In the story summary, reproduce word for word the stretch starting with "The quartet meet" and going on through "Hierophant to transcribe.".

### SOURCE PASSAGE

On Soulswatch Eve, Azalea is replaced with a Changeling. After consulting with Fleet, Poison sets out from Gull to rescue her from the Phaerie Lord. She pays the Wraith-Catcher Bram to take her to Shieldtown to seek out the creature Lamprey, to whom Fleet has referred her. Once in Shieldtown, Poison encounters a young woman heading back to Gull and asks her to relay a message to her parents. After proving herself to Lamprey, Poison is sent to the home of the Bone Witch.

In chapters fairly reminiscent of Hansel and Gretel, Poison enters the house of the Bone Witch. She meets another young woman named Peppercorn, who keeps house for the blind, old witch. Peppercorn is unwilling to help Poison (aside from hiding her one night), and so it is with Bram’s help that Poison defeats the witch. Bram and Poison escape the house with Peppercorn and her highly intelligent cat Andersen.

The quartet meet a fisherman named Myrrk, who hints that all is not what it seems in the phaerie realm. He sends them on their way to the phaerie Lord’s castle. Once there, Poison strikes a deal with Aelthar the phaerie Lord that he will return Azalea to her if she obtains a dagger for him. This deal sends her and her companions into the castle of the spider woman Asinastra. She obtains the dagger and returns to Aelthar, where she learns that he has no intention of returning her sister.

Angered by Aelthar’s deception, Poison and her companions journey to the meeting of the lords at the Hierophant’s castle. There, they reunite with Fleet. Fleet, we learn, is an Antiquarian: a human who seeks out stories of interest and value for the Hierophant to transcribe.

######
### DATA EXTRACT

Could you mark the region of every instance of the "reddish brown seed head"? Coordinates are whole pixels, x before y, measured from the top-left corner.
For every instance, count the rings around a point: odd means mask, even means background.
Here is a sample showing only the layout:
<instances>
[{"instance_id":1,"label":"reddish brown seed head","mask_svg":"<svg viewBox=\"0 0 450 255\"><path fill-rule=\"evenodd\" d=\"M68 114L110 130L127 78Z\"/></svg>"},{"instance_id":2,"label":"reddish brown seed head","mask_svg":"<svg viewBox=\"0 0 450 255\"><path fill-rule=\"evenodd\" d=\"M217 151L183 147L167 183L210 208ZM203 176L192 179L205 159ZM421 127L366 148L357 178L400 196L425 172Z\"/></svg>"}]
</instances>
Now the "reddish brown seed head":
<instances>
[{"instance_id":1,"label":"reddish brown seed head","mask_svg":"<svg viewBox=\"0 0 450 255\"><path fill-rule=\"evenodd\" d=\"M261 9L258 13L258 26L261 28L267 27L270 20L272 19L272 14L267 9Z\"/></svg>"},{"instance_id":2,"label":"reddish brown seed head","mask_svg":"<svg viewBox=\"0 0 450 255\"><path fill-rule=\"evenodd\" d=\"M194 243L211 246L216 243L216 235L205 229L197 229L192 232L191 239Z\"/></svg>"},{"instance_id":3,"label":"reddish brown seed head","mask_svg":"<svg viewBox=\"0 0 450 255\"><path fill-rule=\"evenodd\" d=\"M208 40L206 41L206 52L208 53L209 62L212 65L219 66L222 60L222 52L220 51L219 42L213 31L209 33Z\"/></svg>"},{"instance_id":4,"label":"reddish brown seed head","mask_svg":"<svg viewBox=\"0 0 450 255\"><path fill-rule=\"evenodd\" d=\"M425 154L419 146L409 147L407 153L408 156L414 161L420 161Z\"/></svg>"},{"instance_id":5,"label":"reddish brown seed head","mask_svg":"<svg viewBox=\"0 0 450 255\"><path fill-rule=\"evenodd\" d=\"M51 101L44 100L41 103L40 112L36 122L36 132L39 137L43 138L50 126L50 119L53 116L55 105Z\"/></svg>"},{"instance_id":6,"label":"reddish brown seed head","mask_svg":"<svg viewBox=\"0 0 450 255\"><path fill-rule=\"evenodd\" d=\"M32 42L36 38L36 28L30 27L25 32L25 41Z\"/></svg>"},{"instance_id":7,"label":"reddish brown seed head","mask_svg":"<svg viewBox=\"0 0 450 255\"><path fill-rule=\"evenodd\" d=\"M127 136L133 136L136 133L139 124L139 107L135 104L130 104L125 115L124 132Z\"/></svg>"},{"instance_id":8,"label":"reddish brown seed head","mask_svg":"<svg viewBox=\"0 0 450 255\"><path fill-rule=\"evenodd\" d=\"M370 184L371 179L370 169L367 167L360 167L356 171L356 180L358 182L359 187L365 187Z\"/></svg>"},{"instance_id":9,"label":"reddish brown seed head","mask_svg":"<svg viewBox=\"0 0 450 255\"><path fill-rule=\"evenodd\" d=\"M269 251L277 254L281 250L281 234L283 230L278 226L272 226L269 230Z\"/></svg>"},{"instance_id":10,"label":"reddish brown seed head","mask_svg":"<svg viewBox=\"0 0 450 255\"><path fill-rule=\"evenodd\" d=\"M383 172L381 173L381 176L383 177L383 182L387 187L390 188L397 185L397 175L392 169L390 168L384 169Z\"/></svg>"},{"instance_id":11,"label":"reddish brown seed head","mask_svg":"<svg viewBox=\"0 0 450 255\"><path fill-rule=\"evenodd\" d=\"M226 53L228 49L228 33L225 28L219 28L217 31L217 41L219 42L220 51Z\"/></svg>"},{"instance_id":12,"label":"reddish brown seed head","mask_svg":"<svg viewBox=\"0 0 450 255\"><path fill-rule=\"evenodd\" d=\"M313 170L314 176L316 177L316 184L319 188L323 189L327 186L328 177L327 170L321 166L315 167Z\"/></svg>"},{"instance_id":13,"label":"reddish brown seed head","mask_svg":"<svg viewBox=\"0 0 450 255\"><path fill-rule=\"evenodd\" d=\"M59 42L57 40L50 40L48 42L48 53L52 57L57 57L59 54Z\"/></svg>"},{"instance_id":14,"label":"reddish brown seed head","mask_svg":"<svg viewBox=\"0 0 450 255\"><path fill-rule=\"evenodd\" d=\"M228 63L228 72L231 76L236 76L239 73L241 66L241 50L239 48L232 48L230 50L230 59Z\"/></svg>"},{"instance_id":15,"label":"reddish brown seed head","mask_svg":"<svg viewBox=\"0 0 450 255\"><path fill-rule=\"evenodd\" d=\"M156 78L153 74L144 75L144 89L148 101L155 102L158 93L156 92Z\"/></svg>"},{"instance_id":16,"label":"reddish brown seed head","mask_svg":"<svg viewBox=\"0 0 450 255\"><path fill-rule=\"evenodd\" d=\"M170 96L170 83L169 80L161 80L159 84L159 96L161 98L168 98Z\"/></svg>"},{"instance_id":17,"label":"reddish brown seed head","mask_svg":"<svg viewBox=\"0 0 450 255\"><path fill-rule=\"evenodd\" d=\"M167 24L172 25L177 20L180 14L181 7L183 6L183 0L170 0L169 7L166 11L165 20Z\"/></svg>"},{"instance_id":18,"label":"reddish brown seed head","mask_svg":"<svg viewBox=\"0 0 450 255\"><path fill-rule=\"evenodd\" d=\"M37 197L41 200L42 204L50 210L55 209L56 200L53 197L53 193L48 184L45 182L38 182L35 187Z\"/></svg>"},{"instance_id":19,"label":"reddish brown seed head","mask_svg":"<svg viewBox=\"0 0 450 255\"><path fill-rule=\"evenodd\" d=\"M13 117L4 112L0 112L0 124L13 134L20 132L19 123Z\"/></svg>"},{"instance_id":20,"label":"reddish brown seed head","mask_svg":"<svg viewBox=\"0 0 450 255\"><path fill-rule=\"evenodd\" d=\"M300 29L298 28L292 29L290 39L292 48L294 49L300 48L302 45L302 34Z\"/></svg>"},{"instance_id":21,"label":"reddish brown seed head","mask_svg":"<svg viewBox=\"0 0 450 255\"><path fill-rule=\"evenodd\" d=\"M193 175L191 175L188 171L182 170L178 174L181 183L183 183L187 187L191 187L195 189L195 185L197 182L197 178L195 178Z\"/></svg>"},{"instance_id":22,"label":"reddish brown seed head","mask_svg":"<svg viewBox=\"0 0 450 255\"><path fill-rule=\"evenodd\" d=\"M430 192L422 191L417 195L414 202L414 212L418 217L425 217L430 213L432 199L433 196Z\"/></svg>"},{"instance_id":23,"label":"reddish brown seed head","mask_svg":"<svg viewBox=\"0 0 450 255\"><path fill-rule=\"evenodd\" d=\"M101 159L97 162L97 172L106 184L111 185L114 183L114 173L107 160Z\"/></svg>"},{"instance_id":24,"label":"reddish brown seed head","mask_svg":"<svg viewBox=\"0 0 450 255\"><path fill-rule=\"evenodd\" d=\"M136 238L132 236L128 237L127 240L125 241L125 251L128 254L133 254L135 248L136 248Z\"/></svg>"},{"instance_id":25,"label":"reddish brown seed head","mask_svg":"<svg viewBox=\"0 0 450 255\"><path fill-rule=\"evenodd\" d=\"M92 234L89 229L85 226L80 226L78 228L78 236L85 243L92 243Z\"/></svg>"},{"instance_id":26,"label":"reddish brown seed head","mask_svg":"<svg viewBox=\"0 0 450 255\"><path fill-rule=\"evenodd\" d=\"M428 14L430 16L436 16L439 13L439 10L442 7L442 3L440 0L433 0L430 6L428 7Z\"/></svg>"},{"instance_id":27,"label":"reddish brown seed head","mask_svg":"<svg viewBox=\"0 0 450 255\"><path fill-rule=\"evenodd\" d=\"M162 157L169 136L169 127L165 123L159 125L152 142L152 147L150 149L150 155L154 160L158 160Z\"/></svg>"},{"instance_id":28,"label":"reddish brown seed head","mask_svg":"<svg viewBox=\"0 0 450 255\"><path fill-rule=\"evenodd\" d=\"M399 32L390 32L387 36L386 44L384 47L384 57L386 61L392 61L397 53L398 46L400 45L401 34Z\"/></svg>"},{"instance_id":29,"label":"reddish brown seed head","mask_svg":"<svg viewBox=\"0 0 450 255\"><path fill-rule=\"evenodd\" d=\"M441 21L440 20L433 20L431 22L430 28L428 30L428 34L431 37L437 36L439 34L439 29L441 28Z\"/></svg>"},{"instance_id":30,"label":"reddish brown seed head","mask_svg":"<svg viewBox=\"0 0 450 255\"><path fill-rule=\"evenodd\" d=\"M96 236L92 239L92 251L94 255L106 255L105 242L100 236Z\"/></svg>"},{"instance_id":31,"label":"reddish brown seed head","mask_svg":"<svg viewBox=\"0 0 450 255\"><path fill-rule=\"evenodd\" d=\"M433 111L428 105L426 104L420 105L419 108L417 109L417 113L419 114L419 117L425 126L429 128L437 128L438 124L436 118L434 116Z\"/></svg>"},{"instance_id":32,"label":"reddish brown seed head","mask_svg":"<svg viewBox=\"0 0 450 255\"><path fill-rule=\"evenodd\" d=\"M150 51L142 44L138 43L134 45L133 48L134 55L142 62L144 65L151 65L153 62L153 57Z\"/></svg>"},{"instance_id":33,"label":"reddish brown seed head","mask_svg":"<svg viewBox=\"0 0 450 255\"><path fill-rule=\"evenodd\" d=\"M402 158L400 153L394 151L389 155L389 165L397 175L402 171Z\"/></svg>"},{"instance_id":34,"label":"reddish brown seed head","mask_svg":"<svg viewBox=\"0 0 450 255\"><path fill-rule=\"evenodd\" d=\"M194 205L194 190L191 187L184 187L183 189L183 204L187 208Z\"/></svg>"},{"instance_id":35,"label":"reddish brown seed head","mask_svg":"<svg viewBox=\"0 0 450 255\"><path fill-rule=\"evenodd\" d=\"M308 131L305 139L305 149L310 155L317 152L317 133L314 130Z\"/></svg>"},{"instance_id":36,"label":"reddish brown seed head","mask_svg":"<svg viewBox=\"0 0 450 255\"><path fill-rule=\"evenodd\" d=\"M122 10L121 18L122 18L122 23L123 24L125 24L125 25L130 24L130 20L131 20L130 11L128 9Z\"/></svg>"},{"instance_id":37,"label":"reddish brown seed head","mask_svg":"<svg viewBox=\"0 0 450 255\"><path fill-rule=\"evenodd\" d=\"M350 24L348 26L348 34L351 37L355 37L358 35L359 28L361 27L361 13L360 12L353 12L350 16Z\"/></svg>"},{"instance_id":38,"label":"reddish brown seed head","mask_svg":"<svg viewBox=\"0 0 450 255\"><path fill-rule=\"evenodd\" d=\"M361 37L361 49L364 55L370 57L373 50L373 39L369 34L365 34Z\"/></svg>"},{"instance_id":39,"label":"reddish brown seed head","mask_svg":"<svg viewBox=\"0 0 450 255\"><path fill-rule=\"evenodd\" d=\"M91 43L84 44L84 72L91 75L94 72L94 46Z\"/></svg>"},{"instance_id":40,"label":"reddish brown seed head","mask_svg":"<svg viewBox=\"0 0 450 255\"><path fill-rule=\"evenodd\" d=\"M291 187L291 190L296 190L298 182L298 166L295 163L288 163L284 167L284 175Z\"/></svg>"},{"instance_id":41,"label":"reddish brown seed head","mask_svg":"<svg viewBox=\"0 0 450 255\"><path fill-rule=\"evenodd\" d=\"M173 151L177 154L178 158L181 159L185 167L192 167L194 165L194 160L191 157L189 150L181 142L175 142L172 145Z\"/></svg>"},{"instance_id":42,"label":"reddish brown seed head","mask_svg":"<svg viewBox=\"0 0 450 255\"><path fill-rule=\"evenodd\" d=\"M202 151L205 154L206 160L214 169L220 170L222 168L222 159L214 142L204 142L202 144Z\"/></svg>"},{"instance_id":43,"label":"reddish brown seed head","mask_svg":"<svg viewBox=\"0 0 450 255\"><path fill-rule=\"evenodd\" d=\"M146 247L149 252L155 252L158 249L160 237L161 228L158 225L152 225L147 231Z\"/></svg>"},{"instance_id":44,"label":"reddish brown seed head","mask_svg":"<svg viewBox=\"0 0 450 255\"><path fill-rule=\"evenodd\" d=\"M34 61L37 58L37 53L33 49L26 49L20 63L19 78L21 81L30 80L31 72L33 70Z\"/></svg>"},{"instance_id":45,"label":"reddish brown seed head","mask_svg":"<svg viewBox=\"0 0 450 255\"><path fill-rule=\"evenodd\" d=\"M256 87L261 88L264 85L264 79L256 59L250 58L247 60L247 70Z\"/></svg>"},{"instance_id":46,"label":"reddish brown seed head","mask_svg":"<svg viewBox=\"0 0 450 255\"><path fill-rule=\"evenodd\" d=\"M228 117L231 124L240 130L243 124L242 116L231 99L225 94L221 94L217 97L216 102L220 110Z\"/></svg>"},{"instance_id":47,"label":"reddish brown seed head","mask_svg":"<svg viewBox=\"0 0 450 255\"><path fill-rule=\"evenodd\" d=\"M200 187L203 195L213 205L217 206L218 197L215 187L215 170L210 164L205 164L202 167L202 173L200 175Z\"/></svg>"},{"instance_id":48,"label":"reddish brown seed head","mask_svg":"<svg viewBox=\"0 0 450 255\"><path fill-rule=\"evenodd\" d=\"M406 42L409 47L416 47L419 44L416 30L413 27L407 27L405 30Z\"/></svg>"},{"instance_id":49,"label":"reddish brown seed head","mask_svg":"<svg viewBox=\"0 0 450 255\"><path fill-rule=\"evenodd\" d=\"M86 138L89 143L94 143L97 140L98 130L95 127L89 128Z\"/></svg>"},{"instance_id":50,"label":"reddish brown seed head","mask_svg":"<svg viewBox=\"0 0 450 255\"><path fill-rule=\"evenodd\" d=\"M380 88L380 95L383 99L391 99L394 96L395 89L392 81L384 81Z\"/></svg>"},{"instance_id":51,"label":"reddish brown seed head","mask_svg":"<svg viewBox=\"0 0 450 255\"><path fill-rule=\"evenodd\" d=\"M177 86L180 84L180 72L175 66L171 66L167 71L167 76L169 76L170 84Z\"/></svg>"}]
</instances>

######

◆ **COMPLETE ANSWER**:
The quartet meet a fisherman named Myrrk, who hints that all is not what it seems in the phaerie realm. He sends them on their way to the phaerie Lord’s castle. Once there, Poison strikes a deal with Aelthar the phaerie Lord that he will return Azalea to her if she obtains a dagger for him. This deal sends her and her companions into the castle of the spider woman Asinastra. She obtains the dagger and returns to Aelthar, where she learns that he has no intention of returning her sister.

Angered by Aelthar’s deception, Poison and her companions journey to the meeting of the lords at the Hierophant’s castle. There, they reunite with Fleet. Fleet, we learn, is an Antiquarian: a human who seeks out stories of interest and value for the Hierophant to transcribe.